→ Short exercise
Reproduce every one of the entries below verbatim, line for line, without any alteration.

→ Supplied information
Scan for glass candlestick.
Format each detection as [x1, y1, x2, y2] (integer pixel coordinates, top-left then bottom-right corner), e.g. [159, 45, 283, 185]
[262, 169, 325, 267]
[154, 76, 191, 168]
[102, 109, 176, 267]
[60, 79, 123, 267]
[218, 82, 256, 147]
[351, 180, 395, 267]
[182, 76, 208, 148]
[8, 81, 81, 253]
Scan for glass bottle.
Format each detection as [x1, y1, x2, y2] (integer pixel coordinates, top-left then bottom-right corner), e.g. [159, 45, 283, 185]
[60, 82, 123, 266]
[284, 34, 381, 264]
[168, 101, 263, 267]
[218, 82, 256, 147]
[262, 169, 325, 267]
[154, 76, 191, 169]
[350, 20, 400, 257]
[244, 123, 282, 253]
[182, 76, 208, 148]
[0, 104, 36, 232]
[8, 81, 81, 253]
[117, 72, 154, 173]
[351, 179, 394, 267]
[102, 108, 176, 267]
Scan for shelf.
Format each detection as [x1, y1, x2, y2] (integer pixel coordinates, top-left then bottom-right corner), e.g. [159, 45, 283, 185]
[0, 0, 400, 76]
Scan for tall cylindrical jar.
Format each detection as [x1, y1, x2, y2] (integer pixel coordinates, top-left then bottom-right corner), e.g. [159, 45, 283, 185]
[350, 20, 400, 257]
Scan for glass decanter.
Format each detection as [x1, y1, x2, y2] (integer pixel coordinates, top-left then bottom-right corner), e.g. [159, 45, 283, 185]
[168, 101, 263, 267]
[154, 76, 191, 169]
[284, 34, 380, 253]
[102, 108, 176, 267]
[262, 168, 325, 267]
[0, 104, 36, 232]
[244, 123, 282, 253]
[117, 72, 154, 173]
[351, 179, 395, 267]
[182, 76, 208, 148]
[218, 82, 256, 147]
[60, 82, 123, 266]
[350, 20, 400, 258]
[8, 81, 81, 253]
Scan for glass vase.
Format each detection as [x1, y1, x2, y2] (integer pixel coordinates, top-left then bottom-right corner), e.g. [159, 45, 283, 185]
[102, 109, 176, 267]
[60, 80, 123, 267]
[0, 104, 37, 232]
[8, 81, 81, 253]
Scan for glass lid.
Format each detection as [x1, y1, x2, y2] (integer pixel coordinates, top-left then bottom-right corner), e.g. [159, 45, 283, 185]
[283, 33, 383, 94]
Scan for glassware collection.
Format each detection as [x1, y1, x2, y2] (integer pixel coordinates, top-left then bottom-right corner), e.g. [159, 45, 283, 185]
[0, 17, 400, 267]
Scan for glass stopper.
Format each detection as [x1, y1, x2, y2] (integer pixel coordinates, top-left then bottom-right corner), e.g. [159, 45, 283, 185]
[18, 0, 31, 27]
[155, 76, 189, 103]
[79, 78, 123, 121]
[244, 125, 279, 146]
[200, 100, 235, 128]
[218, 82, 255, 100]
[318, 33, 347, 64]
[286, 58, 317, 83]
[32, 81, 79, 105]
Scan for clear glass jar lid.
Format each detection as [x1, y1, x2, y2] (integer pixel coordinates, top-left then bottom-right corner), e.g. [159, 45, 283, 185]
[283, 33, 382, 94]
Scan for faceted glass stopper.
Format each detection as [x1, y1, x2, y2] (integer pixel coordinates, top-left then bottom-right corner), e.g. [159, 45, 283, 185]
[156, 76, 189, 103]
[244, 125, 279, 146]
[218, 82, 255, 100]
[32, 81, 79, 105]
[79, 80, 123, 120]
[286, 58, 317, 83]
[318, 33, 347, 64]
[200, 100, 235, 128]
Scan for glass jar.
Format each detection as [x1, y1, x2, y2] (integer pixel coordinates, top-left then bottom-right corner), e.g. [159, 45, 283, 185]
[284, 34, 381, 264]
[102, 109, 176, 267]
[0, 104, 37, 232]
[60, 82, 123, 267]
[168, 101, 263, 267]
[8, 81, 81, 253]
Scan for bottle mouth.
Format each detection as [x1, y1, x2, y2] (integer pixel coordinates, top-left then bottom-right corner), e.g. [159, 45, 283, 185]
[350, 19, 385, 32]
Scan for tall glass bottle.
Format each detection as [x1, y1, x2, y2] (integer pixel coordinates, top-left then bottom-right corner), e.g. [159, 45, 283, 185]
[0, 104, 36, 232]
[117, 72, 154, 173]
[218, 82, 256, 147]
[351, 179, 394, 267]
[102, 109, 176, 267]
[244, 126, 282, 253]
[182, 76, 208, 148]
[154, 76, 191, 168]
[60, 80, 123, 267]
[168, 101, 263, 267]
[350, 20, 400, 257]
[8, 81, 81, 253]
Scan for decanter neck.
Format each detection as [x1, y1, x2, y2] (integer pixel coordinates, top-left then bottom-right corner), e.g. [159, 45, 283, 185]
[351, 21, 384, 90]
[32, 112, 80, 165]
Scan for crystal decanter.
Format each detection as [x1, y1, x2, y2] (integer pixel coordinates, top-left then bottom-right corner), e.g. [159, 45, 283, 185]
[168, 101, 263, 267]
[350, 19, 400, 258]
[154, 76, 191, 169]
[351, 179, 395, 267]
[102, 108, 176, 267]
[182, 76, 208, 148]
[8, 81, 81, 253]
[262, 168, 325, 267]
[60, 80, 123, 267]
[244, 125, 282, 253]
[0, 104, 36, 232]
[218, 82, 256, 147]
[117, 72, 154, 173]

→ Exercise output
Scan for glass candlestick.
Format each detection as [x1, y1, x2, y2] (integer pixel coordinates, top-left then bottom-right corner), e.g. [159, 45, 283, 185]
[262, 169, 325, 267]
[154, 76, 191, 168]
[102, 109, 176, 267]
[60, 79, 123, 267]
[218, 82, 256, 147]
[351, 180, 395, 267]
[182, 76, 208, 148]
[8, 81, 81, 253]
Scan for glass bottle.
Format each detection as [x1, y1, x2, y2] (integer pixel coordinates, top-left then bottom-right corner), e.g. [159, 45, 283, 185]
[60, 82, 123, 266]
[284, 34, 381, 264]
[168, 101, 263, 267]
[218, 82, 256, 147]
[262, 169, 325, 267]
[154, 76, 191, 169]
[350, 20, 400, 257]
[244, 123, 282, 253]
[182, 76, 208, 148]
[0, 104, 36, 232]
[8, 81, 81, 253]
[117, 72, 154, 173]
[351, 179, 394, 267]
[102, 108, 176, 267]
Scan for shelf.
Format each detection as [x1, y1, x2, y2] (integer pixel coordinates, top-left then bottom-right corner), e.g. [159, 45, 283, 185]
[0, 0, 400, 76]
Scan for tall cylindrical jar.
Format each detection as [x1, y1, x2, y2] (integer pixel coordinates, top-left then bottom-right corner), e.g. [159, 45, 283, 185]
[350, 20, 400, 257]
Scan for glass decanter.
Format each detection as [x1, y1, x2, y2] (integer pixel coordinates, top-left then bottom-right corner), e.g. [159, 45, 283, 185]
[168, 101, 263, 267]
[154, 76, 191, 169]
[284, 34, 380, 253]
[102, 108, 176, 267]
[262, 168, 325, 267]
[0, 104, 36, 232]
[244, 123, 282, 253]
[117, 72, 154, 173]
[351, 179, 395, 267]
[182, 76, 208, 148]
[218, 82, 256, 147]
[60, 82, 123, 266]
[350, 20, 400, 258]
[8, 81, 81, 253]
Scan for glass vase.
Format each detection as [x1, y1, x2, y2] (integer pixel coordinates, top-left then bottom-right corner), e.g. [159, 45, 283, 185]
[102, 109, 176, 267]
[60, 80, 123, 267]
[0, 104, 37, 232]
[8, 81, 81, 253]
Scan for glass lid.
Format each detection as [x1, y1, x2, y2] (integer pixel coordinates, top-left then bottom-right corner), e.g. [159, 45, 283, 185]
[283, 33, 383, 94]
Scan for glassware collection.
Format each detection as [x1, y1, x2, y2] (integer pixel coordinates, top-left then bottom-right corner), e.g. [159, 45, 283, 185]
[0, 17, 400, 267]
Scan for glass stopper.
Format each detection as [x1, y1, x2, y2] (integer pixel coordinates, top-left then bottom-right corner), e.g. [159, 45, 283, 185]
[18, 0, 31, 27]
[155, 76, 189, 103]
[79, 78, 123, 121]
[244, 125, 279, 146]
[200, 100, 235, 128]
[218, 82, 255, 100]
[318, 33, 347, 64]
[286, 58, 317, 83]
[32, 81, 79, 105]
Scan for clear glass jar lid.
Format each detection as [x1, y1, x2, y2] (integer pixel coordinates, top-left then bottom-right corner), e.g. [159, 45, 283, 185]
[283, 33, 382, 94]
Scan for faceted glass stopper.
Format each detection as [x1, y1, x2, y2] (integer pixel coordinates, top-left then bottom-right corner), e.g. [159, 45, 283, 185]
[156, 76, 189, 103]
[244, 125, 279, 146]
[218, 82, 255, 100]
[32, 81, 79, 105]
[79, 80, 123, 120]
[286, 58, 317, 83]
[318, 33, 347, 64]
[200, 100, 235, 128]
Scan for glass jar.
Format each detection as [x1, y1, x2, y2] (integer pixel coordinates, top-left then bottom-right corner), e.g. [159, 45, 283, 185]
[284, 34, 381, 264]
[102, 109, 176, 267]
[0, 104, 37, 232]
[60, 82, 123, 267]
[168, 101, 263, 267]
[8, 81, 81, 253]
Scan for bottle mouth.
Format each detection as [x1, y1, x2, y2] (integer pixel coordinates, top-left then bottom-right corner), e.g. [159, 45, 283, 185]
[350, 19, 385, 32]
Scan for tall glass bottle.
Format each detection as [x1, y1, x2, y2] (integer pixel coordinates, top-left then bottom-right corner), e.g. [159, 45, 283, 185]
[0, 104, 36, 232]
[117, 72, 154, 173]
[218, 82, 256, 147]
[351, 179, 394, 267]
[102, 109, 176, 267]
[244, 126, 282, 253]
[182, 76, 208, 148]
[154, 76, 191, 168]
[60, 80, 123, 267]
[168, 101, 263, 267]
[350, 20, 400, 257]
[8, 81, 81, 253]
Scan for decanter neck.
Format each detection as [x1, y1, x2, y2] (integer pixel coordinates, top-left then bottom-right corner), e.g. [159, 45, 283, 185]
[351, 21, 384, 90]
[32, 112, 80, 165]
Scan for crystal decanter.
Format each detection as [x1, y1, x2, y2] (integer pixel coordinates, top-left then bottom-right corner), e.g. [159, 45, 283, 185]
[168, 101, 263, 267]
[350, 19, 400, 258]
[154, 76, 191, 169]
[351, 179, 395, 267]
[102, 108, 176, 267]
[182, 76, 208, 148]
[8, 81, 81, 253]
[262, 168, 325, 267]
[60, 80, 123, 267]
[244, 125, 282, 253]
[0, 104, 36, 232]
[218, 82, 256, 147]
[117, 72, 154, 173]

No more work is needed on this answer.